* [ASSIGNMENT] Transcribe the full listing without changing a word, and omit its pictures.
DATA SHOWN below:
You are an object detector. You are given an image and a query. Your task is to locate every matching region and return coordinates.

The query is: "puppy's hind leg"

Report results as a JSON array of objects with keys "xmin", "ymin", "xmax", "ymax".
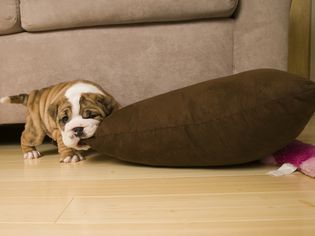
[{"xmin": 21, "ymin": 116, "xmax": 45, "ymax": 159}]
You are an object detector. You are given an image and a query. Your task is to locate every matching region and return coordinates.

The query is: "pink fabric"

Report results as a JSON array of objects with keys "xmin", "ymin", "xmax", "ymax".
[
  {"xmin": 300, "ymin": 157, "xmax": 315, "ymax": 177},
  {"xmin": 272, "ymin": 140, "xmax": 315, "ymax": 167},
  {"xmin": 267, "ymin": 140, "xmax": 315, "ymax": 178}
]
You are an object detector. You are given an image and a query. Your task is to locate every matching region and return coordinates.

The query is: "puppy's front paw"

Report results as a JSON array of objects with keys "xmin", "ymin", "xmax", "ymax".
[
  {"xmin": 60, "ymin": 153, "xmax": 85, "ymax": 163},
  {"xmin": 23, "ymin": 150, "xmax": 41, "ymax": 159}
]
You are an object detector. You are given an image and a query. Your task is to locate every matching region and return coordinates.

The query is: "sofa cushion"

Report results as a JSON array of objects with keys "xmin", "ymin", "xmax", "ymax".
[
  {"xmin": 0, "ymin": 0, "xmax": 23, "ymax": 35},
  {"xmin": 20, "ymin": 0, "xmax": 239, "ymax": 32}
]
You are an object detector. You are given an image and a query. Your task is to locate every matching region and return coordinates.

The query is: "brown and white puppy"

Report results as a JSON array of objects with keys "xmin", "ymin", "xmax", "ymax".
[{"xmin": 0, "ymin": 80, "xmax": 118, "ymax": 163}]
End of DATA SHOWN.
* [WRITTEN REPLY]
You are an object detector. You are given an image and a query. Your task is to locate every matching region and return coordinates.

The query is: "puppy's hind leg"

Report results as a JSON array of objects with keys "xmin", "ymin", "xmax", "ymax".
[{"xmin": 21, "ymin": 116, "xmax": 45, "ymax": 159}]
You are an object detector. You are given an image and a query. Your task is to locate every matching region and return coordinates.

The query is: "pink fabric"

Report results as a JSON array of objects with keys "xmin", "ymin", "xmax", "ymax".
[
  {"xmin": 300, "ymin": 157, "xmax": 315, "ymax": 177},
  {"xmin": 272, "ymin": 140, "xmax": 315, "ymax": 167},
  {"xmin": 267, "ymin": 140, "xmax": 315, "ymax": 178}
]
You are an object detector. You are given an image and a query. Your task is to locate every matching region and return coordinates.

The query is: "puppy's front paw"

Report results as a JSON array of objects with keys "xmin", "ymin", "xmax", "ymax".
[
  {"xmin": 60, "ymin": 153, "xmax": 85, "ymax": 163},
  {"xmin": 23, "ymin": 150, "xmax": 41, "ymax": 159}
]
You are an object detector. You are given an image and a query. Your task is to locate every matching region and return coordinates.

The query is: "sofa cushion"

Report results as a JSON array of objects with keys "xmin", "ymin", "xmax", "ymax".
[
  {"xmin": 0, "ymin": 0, "xmax": 23, "ymax": 35},
  {"xmin": 20, "ymin": 0, "xmax": 239, "ymax": 32}
]
You are an object detector. You are given an image and a query. Your task is to locate every matching region and return coordinates.

The query is: "brown and white puppy"

Report results as a JSON array of objects with keys "xmin", "ymin", "xmax", "ymax".
[{"xmin": 0, "ymin": 80, "xmax": 118, "ymax": 163}]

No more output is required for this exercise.